Up to and including the line bearing "Target: group of people", output every line of the entries exactly as written, starting from the first; pictures stay out.

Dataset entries
++++++++
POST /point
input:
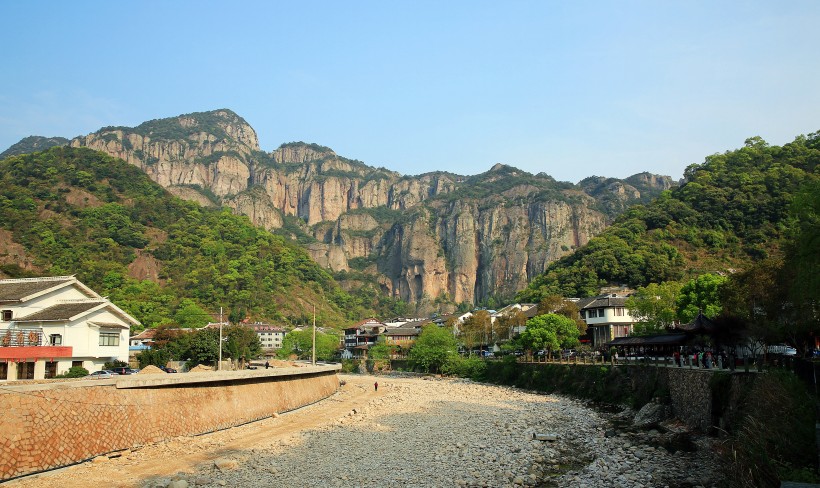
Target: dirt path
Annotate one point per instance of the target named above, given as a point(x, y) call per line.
point(185, 454)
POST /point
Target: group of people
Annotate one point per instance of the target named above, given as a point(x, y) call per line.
point(701, 359)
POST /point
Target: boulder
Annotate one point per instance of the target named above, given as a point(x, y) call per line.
point(651, 415)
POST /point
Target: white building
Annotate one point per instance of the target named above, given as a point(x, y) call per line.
point(270, 337)
point(607, 318)
point(48, 325)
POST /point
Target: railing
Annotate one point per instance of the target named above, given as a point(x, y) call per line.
point(21, 337)
point(746, 364)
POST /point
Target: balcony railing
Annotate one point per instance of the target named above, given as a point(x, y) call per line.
point(21, 337)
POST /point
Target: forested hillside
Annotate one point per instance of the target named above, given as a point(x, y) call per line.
point(78, 211)
point(732, 211)
point(33, 143)
point(437, 241)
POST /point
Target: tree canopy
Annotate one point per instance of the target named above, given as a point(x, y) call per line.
point(434, 349)
point(732, 211)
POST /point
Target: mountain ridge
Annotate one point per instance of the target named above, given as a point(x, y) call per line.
point(460, 239)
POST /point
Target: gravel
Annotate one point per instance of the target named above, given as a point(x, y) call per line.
point(456, 433)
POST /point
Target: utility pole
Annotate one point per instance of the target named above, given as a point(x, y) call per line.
point(219, 364)
point(313, 359)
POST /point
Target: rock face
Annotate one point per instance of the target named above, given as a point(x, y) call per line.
point(429, 237)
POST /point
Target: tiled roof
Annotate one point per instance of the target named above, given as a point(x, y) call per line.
point(403, 331)
point(653, 340)
point(701, 323)
point(606, 301)
point(18, 289)
point(61, 311)
point(146, 334)
point(266, 327)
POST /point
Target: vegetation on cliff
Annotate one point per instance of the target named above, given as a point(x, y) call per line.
point(33, 143)
point(77, 211)
point(733, 210)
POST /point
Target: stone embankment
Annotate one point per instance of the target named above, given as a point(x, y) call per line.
point(423, 433)
point(432, 432)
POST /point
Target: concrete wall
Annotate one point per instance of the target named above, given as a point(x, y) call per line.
point(56, 424)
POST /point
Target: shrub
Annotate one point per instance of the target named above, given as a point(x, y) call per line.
point(74, 372)
point(775, 438)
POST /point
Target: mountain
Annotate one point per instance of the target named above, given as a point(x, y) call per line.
point(432, 239)
point(77, 211)
point(731, 212)
point(33, 143)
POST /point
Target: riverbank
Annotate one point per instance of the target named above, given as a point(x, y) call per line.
point(416, 433)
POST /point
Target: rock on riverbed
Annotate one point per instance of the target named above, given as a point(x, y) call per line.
point(450, 432)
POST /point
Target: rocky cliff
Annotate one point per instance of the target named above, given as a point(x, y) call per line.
point(437, 237)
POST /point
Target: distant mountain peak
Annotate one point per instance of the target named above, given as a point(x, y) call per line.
point(33, 144)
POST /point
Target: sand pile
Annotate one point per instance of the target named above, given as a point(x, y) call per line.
point(151, 369)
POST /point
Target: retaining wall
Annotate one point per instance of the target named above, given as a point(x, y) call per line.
point(694, 395)
point(47, 426)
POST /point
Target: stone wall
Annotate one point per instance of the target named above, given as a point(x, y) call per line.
point(46, 426)
point(701, 398)
point(691, 396)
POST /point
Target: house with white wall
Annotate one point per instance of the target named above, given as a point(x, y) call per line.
point(606, 317)
point(270, 337)
point(48, 325)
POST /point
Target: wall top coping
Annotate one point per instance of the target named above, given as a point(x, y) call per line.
point(173, 379)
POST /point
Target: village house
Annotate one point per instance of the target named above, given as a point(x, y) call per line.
point(606, 317)
point(402, 337)
point(270, 337)
point(48, 325)
point(363, 335)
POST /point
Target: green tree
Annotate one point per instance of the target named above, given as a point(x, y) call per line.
point(655, 307)
point(241, 342)
point(701, 294)
point(475, 330)
point(434, 349)
point(74, 372)
point(550, 332)
point(380, 350)
point(203, 347)
point(300, 344)
point(508, 322)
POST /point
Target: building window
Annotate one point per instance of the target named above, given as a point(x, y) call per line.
point(25, 371)
point(51, 369)
point(109, 338)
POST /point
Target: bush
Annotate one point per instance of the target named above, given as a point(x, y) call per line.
point(473, 367)
point(775, 438)
point(74, 372)
point(115, 364)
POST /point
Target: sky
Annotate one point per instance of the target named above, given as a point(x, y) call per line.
point(570, 88)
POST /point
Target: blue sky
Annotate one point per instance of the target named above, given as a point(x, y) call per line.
point(572, 89)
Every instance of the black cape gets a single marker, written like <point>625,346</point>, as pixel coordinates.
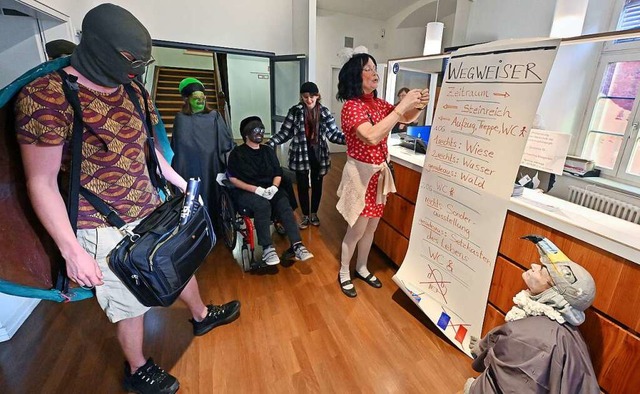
++++++++
▸ RESPONSE
POST /point
input:
Target: dirt path
Annotate one point per instance of the target named above, given as a point(x, y) call per line.
point(185, 454)
POST /point
Target: group of people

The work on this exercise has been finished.